Starting with the line that holds "the white siding", copy out each remaining line of the listing below, up to and including the last one, and include nothing else.

─── DATA FOR THIS TASK ───

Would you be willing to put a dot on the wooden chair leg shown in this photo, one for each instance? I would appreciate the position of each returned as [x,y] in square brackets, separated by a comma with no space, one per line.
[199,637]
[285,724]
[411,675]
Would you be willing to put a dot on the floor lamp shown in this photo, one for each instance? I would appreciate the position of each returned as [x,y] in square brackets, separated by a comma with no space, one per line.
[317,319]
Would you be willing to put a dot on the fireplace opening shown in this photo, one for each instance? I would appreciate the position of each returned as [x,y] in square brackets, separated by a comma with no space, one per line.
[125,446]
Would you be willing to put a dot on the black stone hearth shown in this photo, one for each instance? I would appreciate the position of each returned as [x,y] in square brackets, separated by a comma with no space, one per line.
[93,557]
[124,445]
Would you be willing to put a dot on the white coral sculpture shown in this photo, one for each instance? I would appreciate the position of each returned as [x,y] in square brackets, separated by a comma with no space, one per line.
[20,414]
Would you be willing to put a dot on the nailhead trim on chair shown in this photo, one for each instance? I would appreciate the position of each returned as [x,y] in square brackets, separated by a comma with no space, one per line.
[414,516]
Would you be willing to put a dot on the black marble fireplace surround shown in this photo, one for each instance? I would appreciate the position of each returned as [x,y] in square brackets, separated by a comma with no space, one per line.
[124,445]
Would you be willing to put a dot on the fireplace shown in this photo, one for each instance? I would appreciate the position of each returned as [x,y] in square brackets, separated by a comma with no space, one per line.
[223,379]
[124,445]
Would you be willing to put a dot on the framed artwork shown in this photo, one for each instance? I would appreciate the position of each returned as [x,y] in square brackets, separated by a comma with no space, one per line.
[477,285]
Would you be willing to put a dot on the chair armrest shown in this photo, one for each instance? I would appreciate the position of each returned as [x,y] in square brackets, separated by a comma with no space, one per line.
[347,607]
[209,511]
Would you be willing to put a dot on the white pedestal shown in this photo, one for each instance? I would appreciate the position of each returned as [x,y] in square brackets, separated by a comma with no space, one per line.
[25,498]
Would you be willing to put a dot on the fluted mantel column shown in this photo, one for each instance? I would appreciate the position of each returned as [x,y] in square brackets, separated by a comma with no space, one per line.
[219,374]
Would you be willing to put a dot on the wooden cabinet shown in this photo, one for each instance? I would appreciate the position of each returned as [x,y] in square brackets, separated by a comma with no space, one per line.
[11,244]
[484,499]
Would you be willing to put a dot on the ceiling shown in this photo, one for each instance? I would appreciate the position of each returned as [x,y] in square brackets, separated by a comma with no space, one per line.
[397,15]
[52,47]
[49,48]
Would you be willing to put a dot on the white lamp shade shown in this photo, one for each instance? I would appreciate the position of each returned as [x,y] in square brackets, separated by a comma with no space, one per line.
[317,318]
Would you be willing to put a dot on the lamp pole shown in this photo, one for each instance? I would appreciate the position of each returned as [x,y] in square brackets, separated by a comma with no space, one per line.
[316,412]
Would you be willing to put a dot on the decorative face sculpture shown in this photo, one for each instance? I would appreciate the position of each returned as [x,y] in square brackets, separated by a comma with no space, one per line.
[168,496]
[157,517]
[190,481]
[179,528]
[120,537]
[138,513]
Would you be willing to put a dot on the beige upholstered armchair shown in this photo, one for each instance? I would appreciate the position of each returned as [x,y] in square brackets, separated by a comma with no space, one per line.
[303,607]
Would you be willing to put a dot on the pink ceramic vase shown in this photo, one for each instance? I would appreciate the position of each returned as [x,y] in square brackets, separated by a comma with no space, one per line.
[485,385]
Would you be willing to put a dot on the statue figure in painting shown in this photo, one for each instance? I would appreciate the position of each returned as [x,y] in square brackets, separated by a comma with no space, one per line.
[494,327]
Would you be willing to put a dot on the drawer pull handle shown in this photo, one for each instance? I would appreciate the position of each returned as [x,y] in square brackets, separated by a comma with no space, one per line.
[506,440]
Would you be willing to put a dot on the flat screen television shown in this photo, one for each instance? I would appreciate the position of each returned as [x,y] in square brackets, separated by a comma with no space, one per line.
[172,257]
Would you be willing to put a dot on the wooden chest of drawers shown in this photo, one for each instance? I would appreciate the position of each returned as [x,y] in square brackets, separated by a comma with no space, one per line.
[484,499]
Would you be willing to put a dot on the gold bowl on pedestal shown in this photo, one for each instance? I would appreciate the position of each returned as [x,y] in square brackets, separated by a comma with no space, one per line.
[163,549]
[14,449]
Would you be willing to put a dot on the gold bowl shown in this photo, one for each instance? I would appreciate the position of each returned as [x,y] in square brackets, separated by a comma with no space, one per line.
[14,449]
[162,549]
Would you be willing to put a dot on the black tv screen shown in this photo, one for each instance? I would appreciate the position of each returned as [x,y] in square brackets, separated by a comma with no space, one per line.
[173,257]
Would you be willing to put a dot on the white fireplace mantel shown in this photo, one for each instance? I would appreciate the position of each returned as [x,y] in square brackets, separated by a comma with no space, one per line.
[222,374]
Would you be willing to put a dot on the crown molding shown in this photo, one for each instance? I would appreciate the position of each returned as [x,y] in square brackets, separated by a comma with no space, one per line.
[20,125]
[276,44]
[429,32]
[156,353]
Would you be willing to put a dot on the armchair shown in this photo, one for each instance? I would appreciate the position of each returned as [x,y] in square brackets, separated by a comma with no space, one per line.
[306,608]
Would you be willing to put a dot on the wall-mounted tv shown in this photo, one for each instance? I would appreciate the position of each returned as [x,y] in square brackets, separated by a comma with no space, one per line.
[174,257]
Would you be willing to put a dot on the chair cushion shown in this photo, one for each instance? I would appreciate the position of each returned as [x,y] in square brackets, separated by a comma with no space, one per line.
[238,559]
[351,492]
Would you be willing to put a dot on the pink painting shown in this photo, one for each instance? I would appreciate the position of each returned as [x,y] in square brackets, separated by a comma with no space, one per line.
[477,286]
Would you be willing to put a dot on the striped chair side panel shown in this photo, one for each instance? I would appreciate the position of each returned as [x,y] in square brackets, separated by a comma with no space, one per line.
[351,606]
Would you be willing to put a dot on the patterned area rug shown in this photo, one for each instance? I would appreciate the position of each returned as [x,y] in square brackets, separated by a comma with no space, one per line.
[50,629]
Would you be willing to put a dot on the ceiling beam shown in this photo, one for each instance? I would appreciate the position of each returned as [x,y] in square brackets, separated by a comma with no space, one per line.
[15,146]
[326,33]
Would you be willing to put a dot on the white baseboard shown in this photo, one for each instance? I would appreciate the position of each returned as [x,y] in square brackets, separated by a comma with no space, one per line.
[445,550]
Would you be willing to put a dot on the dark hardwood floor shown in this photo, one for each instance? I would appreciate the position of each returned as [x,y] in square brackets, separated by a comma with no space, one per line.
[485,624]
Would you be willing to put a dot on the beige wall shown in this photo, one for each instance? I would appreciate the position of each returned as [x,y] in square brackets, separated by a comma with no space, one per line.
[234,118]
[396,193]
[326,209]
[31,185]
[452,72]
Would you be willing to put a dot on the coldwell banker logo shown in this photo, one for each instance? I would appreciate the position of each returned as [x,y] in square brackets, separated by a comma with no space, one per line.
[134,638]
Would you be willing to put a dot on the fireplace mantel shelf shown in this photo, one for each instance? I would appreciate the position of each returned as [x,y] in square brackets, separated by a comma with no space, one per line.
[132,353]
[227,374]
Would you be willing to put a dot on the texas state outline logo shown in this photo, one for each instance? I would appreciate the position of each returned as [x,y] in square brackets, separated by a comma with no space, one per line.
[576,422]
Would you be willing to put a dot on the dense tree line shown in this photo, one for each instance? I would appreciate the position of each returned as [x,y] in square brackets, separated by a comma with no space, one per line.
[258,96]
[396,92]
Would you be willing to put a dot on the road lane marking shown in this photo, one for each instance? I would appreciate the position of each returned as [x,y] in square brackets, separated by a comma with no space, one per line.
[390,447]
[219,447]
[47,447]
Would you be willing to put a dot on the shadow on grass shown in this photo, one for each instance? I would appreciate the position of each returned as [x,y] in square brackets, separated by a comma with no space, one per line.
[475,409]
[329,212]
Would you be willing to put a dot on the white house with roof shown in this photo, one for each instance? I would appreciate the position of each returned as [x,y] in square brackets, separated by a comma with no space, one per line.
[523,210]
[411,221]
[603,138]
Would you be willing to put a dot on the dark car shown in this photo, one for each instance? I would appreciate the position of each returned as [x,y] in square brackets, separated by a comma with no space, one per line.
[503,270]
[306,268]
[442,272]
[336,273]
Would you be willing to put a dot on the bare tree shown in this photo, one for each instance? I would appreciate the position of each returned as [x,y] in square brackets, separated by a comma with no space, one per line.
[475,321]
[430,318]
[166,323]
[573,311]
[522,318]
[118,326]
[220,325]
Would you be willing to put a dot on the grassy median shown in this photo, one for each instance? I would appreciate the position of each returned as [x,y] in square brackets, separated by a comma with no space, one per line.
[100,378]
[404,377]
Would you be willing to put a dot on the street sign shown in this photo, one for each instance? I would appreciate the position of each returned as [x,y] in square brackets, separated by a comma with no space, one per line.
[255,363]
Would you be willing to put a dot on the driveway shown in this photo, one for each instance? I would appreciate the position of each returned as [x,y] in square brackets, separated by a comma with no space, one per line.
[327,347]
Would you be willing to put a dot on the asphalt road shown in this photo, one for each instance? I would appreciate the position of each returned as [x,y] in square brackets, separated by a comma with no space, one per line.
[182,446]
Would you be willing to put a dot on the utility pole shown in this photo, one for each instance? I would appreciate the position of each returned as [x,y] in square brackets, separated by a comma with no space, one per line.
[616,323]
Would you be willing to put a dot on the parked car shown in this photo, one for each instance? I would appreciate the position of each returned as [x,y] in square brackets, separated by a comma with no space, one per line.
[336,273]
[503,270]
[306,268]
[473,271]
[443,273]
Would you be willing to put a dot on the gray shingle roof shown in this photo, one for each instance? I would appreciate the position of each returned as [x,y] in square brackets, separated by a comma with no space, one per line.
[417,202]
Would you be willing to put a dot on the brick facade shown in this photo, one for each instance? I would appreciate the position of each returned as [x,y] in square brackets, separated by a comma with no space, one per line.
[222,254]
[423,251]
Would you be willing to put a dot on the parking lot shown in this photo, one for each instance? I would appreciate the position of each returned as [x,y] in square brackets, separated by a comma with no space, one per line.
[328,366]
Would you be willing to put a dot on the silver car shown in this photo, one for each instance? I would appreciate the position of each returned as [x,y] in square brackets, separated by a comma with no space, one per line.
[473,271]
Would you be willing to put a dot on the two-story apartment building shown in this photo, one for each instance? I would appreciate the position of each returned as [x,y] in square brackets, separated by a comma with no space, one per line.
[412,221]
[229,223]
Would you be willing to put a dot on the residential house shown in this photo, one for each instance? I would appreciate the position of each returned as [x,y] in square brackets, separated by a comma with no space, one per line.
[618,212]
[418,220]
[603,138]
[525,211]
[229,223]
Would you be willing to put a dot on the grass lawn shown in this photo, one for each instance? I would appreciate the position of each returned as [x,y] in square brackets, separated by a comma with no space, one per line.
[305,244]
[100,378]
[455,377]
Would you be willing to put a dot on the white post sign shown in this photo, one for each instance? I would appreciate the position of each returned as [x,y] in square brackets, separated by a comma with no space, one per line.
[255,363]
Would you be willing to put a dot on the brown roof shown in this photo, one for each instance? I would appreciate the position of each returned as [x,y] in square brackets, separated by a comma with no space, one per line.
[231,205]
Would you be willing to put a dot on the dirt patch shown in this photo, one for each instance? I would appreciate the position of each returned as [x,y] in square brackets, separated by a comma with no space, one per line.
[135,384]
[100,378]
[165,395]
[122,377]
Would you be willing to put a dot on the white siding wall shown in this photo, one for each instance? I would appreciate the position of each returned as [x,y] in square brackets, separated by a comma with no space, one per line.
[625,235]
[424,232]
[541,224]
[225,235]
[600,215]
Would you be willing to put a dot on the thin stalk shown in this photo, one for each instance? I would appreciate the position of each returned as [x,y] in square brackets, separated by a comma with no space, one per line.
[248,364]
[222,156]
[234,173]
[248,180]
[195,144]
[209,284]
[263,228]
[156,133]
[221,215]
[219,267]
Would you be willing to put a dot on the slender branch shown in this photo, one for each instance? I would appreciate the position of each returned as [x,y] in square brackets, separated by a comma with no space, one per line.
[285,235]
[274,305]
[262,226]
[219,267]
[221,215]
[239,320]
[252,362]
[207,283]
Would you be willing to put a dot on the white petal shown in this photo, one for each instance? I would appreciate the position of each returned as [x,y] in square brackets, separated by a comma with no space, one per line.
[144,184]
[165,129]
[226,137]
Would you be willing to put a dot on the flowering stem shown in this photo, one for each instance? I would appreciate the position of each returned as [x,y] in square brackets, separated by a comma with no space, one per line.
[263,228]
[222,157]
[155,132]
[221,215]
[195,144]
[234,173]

───

SOLUTION FOR THIS EXERCISE »
Would you be willing to put a dot on the white siding wall shown in this photo, one for each instance? I would appreciate the position of each returned as [x,y] in square brackets, separated by a comma with no space, one per line.
[625,235]
[424,232]
[541,224]
[225,235]
[600,215]
Would you be willing to put a dot on the thin stalk shown in this photo, one for each instance? I would appreciate the position of each returned as [x,y] in square brackets, separated by a comma with no space, one per line.
[248,364]
[222,156]
[234,173]
[248,180]
[195,144]
[209,284]
[263,228]
[156,133]
[221,215]
[219,267]
Would you be willing to put a dot on the slender branch shown in this photo, one for each instance? I would appreciate the position of each returned as [x,y] in square brackets, separated by a comma with no space, one per line.
[285,235]
[274,305]
[262,226]
[219,267]
[221,215]
[239,320]
[252,362]
[207,283]
Would you be willing to put a dot on the white petal shown in this photo, one for each instance? I would appreciate the position of each returned as [x,y] in square brackets, separated by a comma with no space, one per line.
[144,184]
[165,129]
[226,137]
Would you be willing to put a dot on the flowering stem shown in this photo, one for each instance? I would appreciate the position of each returned as [x,y] in square brackets, separated by a comma with no space, one per line.
[263,228]
[222,157]
[155,132]
[221,215]
[195,144]
[234,173]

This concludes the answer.